GIVEN INFORMATION:
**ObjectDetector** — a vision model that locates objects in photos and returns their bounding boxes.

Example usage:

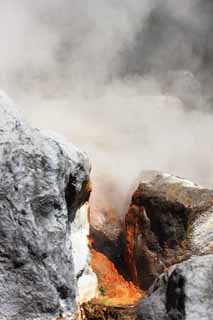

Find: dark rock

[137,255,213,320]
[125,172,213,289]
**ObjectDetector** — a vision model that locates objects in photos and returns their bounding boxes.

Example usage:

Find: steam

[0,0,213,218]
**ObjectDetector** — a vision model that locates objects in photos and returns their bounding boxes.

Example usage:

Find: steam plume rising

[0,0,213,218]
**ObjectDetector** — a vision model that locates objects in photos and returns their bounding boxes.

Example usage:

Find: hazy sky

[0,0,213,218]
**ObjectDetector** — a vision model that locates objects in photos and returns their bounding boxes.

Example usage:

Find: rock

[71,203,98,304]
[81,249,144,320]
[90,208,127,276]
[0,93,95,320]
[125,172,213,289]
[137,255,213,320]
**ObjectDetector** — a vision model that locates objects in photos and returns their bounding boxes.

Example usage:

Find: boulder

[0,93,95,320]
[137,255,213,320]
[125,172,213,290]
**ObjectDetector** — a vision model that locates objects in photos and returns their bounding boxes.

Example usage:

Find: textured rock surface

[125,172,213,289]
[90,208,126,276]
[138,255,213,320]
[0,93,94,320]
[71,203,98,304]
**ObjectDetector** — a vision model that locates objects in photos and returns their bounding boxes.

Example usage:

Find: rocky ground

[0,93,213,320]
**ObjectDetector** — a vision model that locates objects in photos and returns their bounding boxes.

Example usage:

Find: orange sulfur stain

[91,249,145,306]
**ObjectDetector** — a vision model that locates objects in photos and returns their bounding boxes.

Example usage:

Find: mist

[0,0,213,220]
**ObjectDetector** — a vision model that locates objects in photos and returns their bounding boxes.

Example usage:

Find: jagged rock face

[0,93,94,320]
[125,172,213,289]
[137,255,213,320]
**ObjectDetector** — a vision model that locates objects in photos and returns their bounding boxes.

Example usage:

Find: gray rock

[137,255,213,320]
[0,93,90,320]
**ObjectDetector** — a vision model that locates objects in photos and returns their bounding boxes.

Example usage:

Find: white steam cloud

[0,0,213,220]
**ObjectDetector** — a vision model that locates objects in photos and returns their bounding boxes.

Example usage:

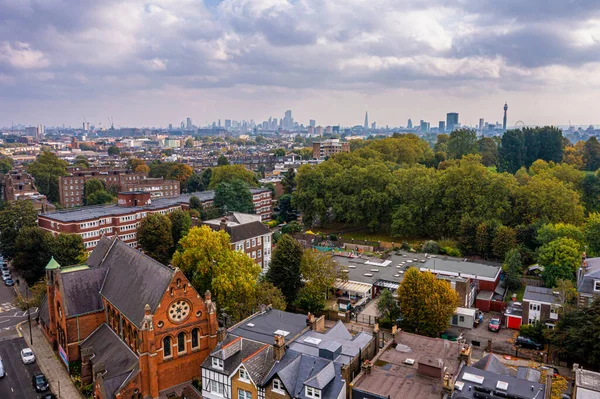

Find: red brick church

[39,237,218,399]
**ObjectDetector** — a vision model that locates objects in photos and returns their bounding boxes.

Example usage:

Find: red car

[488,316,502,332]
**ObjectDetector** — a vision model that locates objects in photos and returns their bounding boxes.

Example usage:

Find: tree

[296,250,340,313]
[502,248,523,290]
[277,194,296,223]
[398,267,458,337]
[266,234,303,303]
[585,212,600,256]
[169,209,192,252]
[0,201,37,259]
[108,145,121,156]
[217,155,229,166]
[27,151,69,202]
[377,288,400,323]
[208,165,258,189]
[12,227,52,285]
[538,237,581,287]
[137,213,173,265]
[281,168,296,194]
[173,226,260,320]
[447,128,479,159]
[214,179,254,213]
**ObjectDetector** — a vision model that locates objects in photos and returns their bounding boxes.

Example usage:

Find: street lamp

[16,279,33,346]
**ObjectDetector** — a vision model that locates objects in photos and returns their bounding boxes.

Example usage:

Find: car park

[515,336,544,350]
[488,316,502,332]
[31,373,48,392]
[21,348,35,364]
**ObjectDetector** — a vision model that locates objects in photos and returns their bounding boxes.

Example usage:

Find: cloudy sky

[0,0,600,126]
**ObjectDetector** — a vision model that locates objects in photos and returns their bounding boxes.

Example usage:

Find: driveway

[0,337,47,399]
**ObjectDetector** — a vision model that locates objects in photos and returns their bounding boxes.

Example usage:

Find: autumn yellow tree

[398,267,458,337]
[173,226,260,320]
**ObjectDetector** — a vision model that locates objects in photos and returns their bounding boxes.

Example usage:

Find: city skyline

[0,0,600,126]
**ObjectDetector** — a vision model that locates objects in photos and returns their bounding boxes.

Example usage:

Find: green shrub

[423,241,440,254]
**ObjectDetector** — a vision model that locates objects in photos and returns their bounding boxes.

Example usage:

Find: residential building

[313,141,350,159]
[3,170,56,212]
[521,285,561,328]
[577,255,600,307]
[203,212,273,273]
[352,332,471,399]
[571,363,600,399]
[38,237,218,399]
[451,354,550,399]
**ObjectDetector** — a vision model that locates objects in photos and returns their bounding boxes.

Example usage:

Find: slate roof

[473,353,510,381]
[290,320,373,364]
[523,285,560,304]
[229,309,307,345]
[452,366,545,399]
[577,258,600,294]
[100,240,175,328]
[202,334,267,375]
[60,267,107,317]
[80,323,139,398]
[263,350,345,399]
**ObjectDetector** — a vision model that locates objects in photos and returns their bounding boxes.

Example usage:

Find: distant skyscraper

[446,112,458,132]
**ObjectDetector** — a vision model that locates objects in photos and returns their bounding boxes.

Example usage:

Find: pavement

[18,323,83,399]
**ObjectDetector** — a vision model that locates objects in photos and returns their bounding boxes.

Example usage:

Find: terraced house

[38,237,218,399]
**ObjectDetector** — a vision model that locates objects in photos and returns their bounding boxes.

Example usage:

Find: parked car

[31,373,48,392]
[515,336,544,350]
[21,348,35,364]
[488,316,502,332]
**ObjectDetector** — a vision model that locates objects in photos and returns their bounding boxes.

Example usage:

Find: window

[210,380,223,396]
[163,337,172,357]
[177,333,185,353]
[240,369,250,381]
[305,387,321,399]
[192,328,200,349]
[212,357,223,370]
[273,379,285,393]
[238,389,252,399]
--
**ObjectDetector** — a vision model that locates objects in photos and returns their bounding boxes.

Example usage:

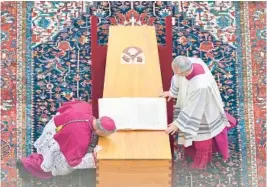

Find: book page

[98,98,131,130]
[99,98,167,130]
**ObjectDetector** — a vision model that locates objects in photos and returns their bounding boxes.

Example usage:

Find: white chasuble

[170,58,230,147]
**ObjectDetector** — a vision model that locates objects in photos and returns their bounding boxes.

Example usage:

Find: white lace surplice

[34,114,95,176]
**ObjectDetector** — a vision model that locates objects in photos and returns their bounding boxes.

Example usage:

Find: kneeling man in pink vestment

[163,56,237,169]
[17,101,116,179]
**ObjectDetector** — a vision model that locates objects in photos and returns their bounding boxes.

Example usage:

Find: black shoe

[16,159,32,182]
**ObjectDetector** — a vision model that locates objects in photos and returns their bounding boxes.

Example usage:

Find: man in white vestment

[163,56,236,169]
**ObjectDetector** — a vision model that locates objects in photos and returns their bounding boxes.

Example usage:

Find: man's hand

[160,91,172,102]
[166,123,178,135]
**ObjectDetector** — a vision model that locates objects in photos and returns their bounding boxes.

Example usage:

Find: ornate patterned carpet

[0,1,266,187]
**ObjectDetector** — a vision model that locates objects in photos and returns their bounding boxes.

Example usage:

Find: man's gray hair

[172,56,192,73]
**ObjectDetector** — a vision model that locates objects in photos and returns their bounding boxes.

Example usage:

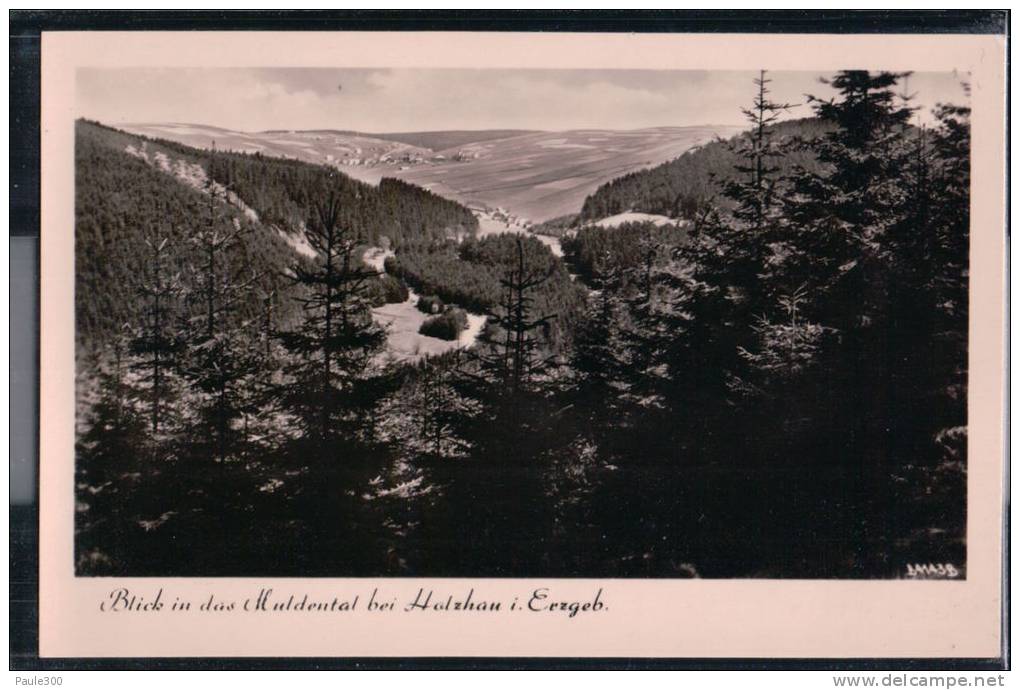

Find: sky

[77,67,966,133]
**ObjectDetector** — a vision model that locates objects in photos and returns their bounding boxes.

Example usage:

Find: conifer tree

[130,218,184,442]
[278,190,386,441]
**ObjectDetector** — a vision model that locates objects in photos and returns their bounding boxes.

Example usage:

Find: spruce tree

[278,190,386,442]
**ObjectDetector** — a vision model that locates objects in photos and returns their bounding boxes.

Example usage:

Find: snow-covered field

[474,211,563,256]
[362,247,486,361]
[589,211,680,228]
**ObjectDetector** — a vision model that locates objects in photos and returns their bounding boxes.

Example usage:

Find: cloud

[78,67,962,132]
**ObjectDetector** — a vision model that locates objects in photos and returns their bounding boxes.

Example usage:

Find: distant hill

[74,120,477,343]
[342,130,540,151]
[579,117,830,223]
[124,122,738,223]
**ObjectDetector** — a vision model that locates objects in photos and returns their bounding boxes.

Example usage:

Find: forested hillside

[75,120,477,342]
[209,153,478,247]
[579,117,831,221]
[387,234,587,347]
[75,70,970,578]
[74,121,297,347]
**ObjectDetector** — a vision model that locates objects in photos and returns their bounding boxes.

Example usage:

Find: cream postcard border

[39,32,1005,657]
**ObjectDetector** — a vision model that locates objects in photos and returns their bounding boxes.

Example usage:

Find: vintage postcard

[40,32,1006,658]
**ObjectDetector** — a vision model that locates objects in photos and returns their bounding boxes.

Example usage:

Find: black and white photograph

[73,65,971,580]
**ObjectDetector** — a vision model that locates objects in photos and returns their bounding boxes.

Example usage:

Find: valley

WHAT THE TASK ASKS: Pull out every line of the data above that contains the word "postcard". Case counts.

EXERCISE SOLUTION:
Find: cream postcard border
Find: vintage postcard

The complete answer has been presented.